§ WHAT TO WORK ON
Please copy the lines below, substituting "whole-number pixel coordinates" for each occurrence of "integer pixel coordinates" and changing nothing else. Omit the pictures.

Excerpts of bounding box data:
------------------------------------

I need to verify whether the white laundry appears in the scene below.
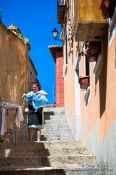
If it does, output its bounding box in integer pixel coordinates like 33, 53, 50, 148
16, 106, 24, 122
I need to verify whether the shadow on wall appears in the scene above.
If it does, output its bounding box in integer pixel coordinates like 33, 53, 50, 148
99, 32, 108, 117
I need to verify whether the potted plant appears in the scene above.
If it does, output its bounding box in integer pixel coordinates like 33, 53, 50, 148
79, 76, 90, 89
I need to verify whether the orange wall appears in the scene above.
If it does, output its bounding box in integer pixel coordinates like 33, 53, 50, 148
0, 23, 29, 104
80, 28, 116, 141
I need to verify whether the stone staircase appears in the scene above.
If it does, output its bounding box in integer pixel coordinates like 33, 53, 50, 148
0, 108, 111, 175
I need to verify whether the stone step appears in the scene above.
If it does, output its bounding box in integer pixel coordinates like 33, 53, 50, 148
45, 115, 66, 120
41, 128, 71, 135
0, 166, 112, 175
0, 147, 87, 158
0, 155, 96, 168
45, 119, 68, 125
41, 135, 73, 141
7, 129, 73, 143
0, 141, 85, 149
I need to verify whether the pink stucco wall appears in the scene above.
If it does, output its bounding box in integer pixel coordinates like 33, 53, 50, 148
56, 52, 64, 107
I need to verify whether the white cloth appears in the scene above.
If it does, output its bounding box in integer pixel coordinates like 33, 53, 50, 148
16, 106, 24, 122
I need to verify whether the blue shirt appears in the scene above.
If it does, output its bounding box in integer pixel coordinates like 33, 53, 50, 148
25, 92, 48, 111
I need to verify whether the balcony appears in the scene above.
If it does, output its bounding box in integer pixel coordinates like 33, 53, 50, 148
57, 0, 65, 24
75, 0, 108, 41
100, 0, 116, 18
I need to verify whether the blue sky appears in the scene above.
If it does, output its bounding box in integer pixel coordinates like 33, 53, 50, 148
0, 0, 60, 103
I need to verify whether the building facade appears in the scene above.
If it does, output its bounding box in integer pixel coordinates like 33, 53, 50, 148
49, 46, 64, 107
0, 22, 37, 104
58, 0, 116, 174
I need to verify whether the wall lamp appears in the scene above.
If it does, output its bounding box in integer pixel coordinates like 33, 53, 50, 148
52, 28, 62, 42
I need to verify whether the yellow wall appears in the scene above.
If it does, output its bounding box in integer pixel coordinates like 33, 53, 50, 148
0, 23, 29, 104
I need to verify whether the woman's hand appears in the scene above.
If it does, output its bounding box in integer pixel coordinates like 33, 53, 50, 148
22, 94, 27, 98
36, 91, 48, 97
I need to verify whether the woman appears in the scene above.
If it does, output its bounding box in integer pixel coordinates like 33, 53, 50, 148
23, 82, 48, 142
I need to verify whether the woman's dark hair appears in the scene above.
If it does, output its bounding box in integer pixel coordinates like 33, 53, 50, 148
32, 81, 41, 90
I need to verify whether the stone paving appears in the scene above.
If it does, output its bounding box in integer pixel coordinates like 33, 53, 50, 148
0, 108, 112, 175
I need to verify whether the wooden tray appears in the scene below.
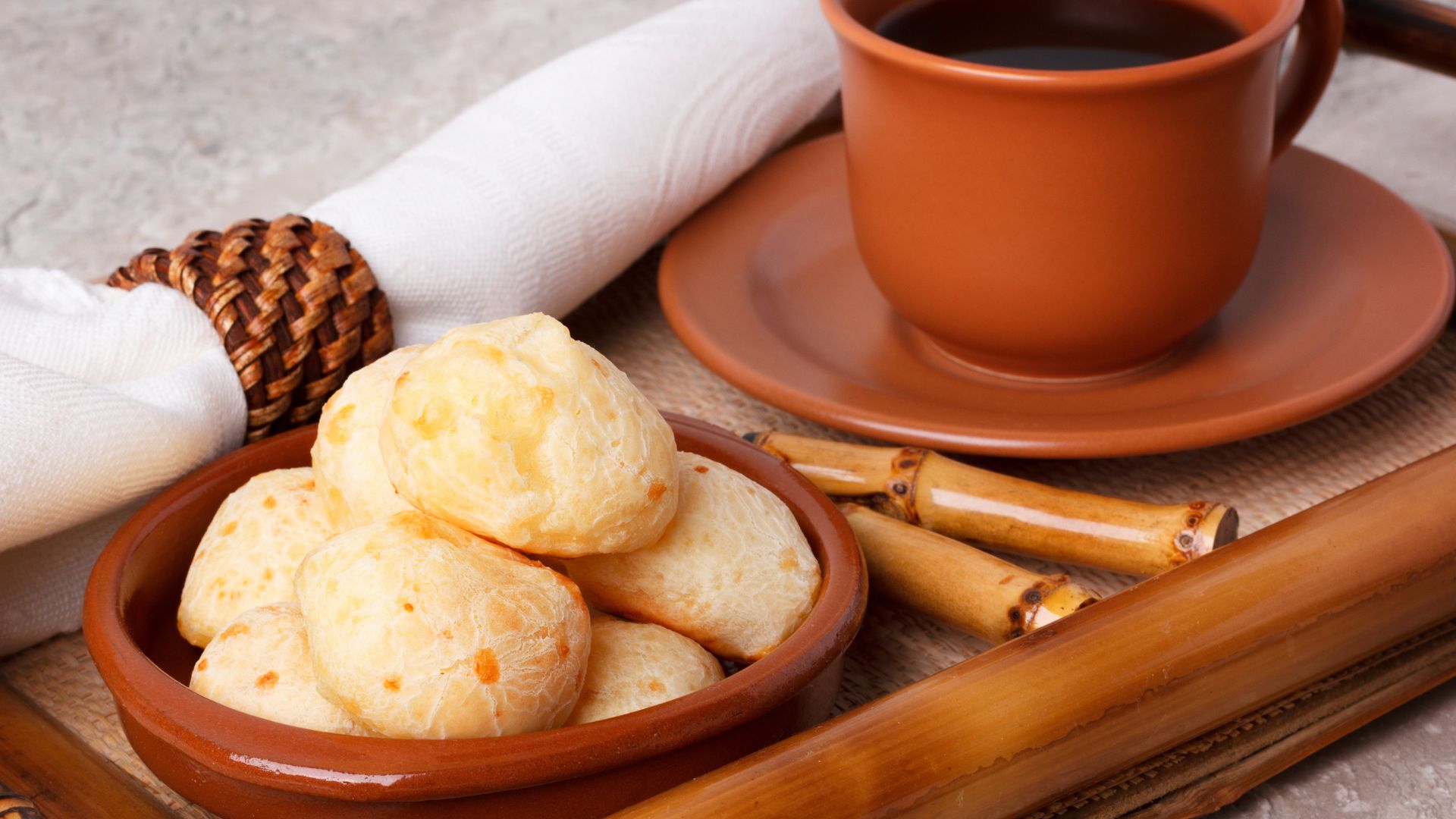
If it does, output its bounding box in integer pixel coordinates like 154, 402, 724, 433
0, 240, 1456, 817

------------------------------------

§ CORRECT ANSWER
I need to verify whether the white laundry appears in the scene below.
If it does, output its bounding box in whole-number pixel coordinates like 33, 53, 50, 148
16, 106, 24, 122
I need to verify whether the shadow on wall appears in the scene above.
If it does, output its bounding box in whole-number pixel coordinates like 33, 53, 50, 148
99, 32, 108, 117
I need to verify whether the potted plant appears in the scene above.
If it does, output its bounding box in whole-number pixel coordinates like 33, 53, 50, 148
79, 76, 90, 89
I need to verify whether the orange wall appears in the scene above.
If it does, output its bounding box in whole-number pixel coordinates like 33, 53, 50, 148
0, 23, 29, 104
80, 28, 116, 141
I need to verify whether the stone staircase appears in the scene above.
If it does, output its bounding box in whole-number pixel coordinates like 33, 53, 50, 148
0, 108, 111, 175
I need to verify whether the stone step appears in the scene above.
If it does, output its bounding box in whole-number pixel coordinates like 33, 53, 50, 148
45, 115, 66, 120
41, 128, 71, 135
0, 166, 112, 175
0, 147, 87, 158
0, 155, 96, 168
45, 119, 68, 125
41, 135, 73, 141
7, 129, 73, 143
0, 141, 85, 149
I need to verify whether the pink stucco wall appears in the scene above.
If it does, output its bounding box in whole-number pixel coordinates like 33, 53, 50, 148
56, 52, 64, 107
I need to verify whether the white cloth appears in the scene above.
If it does, output its bounding box in whole-number pixel coordinates like 33, 53, 50, 148
16, 106, 24, 122
I need to verify whether the blue shirt appears in the scene above.
If it does, output its bounding box in whole-number pixel coordinates like 33, 53, 50, 148
25, 92, 48, 111
I need to verify whether the balcony appears in the scene above.
If it does, output its bounding box in whole-number pixel coordinates like 33, 53, 50, 148
57, 0, 65, 24
75, 0, 108, 41
100, 0, 116, 18
I need to verify whether the blue sky appears in the scene above.
If it does, output its bounding box in whole-number pixel coordinates like 33, 53, 50, 148
0, 0, 60, 103
I need to verify whether the building facade appears in the scene above.
If it does, output its bounding box in whole-number pixel coordinates like 33, 53, 50, 148
49, 46, 64, 107
0, 22, 37, 104
58, 0, 116, 174
I need to verify whether the wall lamp appears in the scene above.
If it does, output its bounding box in whole-number pixel coordinates like 33, 53, 50, 148
52, 28, 62, 42
I need to verify whether the yellow wall appears in the scene above.
If it does, output its bounding box in whole-number pixel coordinates like 33, 53, 50, 148
0, 23, 29, 104
I need to verify whether the woman's hand appears in the scene above.
If it does, output its bounding box in whole-number pixel coordinates like 33, 53, 50, 148
22, 94, 27, 98
36, 91, 48, 97
I need to verify whether the woman appears in the scene above.
If it does, output its bounding box in whole-number pixel coordinates like 33, 53, 50, 148
23, 82, 48, 142
I need to verify whether the woman's dark hair appears in the scene above.
If it does, output its bounding box in whole-number pixel coordinates like 33, 53, 50, 148
32, 81, 41, 90
I need to verify whether the stone paving appears in the scene above.
If it does, output its bounding box in whole-number pixel coordinates like 33, 53, 50, 148
0, 108, 112, 175
I need to verify whether the wooden tray appears in the scene below.
If it does, output its bounding box in whole-number pixel coordinates like 154, 402, 724, 433
0, 240, 1456, 817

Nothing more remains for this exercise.